DIRECTIVES
- 1) List every stock ticker symbol that appears in the excerpt on Brazilian finance.
- 2) Reproduce everything in the records from their first line down to and including the line that contains "31L1012 0L948 0L920".

— Begin TEXT PASSAGE —

Brazil's currency has been caught up in a wave of volatility associated with fears about the European sovereign-debt crisis, and the real sold off sharply, touching a weak point of BRL2.10 per dollar earlier this week. Since late last week, the central bank has been selling dollar swap contracts, and the currency has since recovered much of its losses. Friday at 1556 GMT the real was trading at BRL1.9962.
Meanwhile, the official said that changes made on Thursday to rules governing lending to Brazilian mining bellwether Vale SA (VALE, VALE5.BR) were "normal" for a company of that size. It doesn't mean that lending to Vale is going to rise significantly, Coutinho said.
With the change, Brazil's government included Vale alongside oil and gas heavyweight Petroleo Brasileiro SA (PBR, PETR4.BR) and electric power company Centrais Eletricas Brasileiras SA (ELET6.BR) as special beneficiaries of BNDES lending.
Coutinho said that despite the ongoing euro-zone crisis and global uncertainty, investment decisions in Brazil are being maintained. He said he's optimistic that investments will grow more than private-sector economists predict this year.
The BNDES is still on track to lend 150 billion Brazilian reais ($75 billion) this year, Coutinho said.

— End TEXT PASSAGE —
— Begin RECORDED DATA —

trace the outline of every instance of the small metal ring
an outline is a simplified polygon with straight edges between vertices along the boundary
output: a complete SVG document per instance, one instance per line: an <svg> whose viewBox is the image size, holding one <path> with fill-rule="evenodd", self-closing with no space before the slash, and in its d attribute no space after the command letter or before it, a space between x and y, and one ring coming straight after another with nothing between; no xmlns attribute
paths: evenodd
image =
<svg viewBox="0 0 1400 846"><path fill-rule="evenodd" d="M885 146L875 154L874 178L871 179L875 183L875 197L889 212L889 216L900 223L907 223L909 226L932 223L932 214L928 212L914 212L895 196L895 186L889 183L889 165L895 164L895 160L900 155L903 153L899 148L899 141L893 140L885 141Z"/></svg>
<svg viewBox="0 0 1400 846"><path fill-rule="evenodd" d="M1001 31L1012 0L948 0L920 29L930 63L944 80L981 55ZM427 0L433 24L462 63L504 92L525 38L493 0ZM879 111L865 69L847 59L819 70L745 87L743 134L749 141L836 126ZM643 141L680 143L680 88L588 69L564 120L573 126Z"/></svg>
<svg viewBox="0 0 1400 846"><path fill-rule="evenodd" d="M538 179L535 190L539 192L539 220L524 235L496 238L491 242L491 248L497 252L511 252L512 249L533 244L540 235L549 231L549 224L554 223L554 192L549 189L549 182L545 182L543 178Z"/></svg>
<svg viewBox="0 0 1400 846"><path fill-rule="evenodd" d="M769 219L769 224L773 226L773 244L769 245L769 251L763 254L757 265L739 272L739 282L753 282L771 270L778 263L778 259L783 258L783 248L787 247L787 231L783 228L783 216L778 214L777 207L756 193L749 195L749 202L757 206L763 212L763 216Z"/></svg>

— End RECORDED DATA —

SOLUTIONS IN ORDER
- 1)
VALE
VALE5.BR
PBR
PETR4.BR
ELET6.BR

- 2)
trace the outline of every instance of the small metal ring
an outline is a simplified polygon with straight edges between vertices along the boundary
output: a complete SVG document per instance, one instance per line: an <svg> whose viewBox is the image size, holding one <path> with fill-rule="evenodd", self-closing with no space before the slash, and in its d attribute no space after the command letter or before it, a space between x and y, and one ring coming straight after another with nothing between; no xmlns attribute
paths: evenodd
image =
<svg viewBox="0 0 1400 846"><path fill-rule="evenodd" d="M885 146L875 154L874 178L871 179L875 183L875 197L889 212L889 216L900 223L907 223L909 226L932 223L932 214L928 212L914 212L895 196L895 186L889 183L889 165L895 164L895 160L900 155L903 153L899 148L899 141L893 140L885 141Z"/></svg>
<svg viewBox="0 0 1400 846"><path fill-rule="evenodd" d="M1001 31L1012 0L948 0L920 29L930 63L944 80L981 55ZM427 0L433 24L462 63L504 92L525 38L493 0ZM879 111L865 69L847 59L819 70L745 87L743 134L749 141L836 126ZM643 141L680 143L680 88L588 69L564 120L573 126Z"/></svg>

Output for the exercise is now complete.